Soon after, the tortuous march began. Winter added to the people's misery as they trudged along. The Cherokees, not being used to the cold nor having adequate clothing, suffered tremendously from the freezing rains, snow, and sleet. Government contractors provided rations for the Indians on the march, but the rations were contaminated. Small pox, cholera, and measles were rampant. One-fourth of the Indians on the forced march died, and grave markers lined the rough trail the Indians walked. The trail was literally sprinkled with the tears of thousands of heartbroken, miserable people as they headed toward Oklahoma.
The Trail of Tears is certainly a heart rending saga of a ruthless uprooting of a people shoved aside to make room for land hungry settlers and farmers. It is undoubtedly one of the blackest periods in American history laden with agony, suffering, and cruelty.
When our art-loving school secretary donated several large pieces of driftwood, I looked at them for a while and noticed they resembled a trail. What trail could possibly be more meaningful to an Oklahoman than the "Trail of Tears"? I told the students the tragic story. They were amazed and angry and could not believe such a thing had ever happened in our country! We talked about how the Indians must have felt on their long journey and what it would be like to leave on a journey to a place you did not know. For a few moments, the class was silent, just thinking about the Trail of Tears. I began to explain the project and the students grew more and more drawn to the idea of a piece of artwork designed to commemorate a historical event, especially one as touching as the Trail of Tears.
- - - - -
• [Exercise a] Rewrite the Trail of Tears passage, beginning at the words "Soon after, the" and stopping after "suffering, and cruelty.", and rename "rations" to "provisions" throughout that span.

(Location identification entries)
- - - - -
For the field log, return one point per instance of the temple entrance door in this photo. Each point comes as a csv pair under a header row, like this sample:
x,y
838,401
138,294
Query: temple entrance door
- - - - -
• [Exercise b] Transcribe the location identification entries above line for line, with no changes.

• [Final result a]
Soon after, the tortuous march began. Winter added to the people's misery as they trudged along. The Cherokees, not being used to the cold nor having adequate clothing, suffered tremendously from the freezing rains, snow, and sleet. Government contractors provided provisions for the Indians on the march, but the provisions were contaminated. Small pox, cholera, and measles were rampant. One-fourth of the Indians on the forced march died, and grave markers lined the rough trail the Indians walked. The trail was literally sprinkled with the tears of thousands of heartbroken, miserable people as they headed toward Oklahoma.
The Trail of Tears is certainly a heart rending saga of a ruthless uprooting of a people shoved aside to make room for land hungry settlers and farmers. It is undoubtedly one of the blackest periods in American history laden with agony, suffering, and cruelty.

• [Final result b]
For the field log, return one point per instance of the temple entrance door in this photo. Each point comes as a csv pair under a header row, like this sample:
x,y
838,401
138,294
Query: temple entrance door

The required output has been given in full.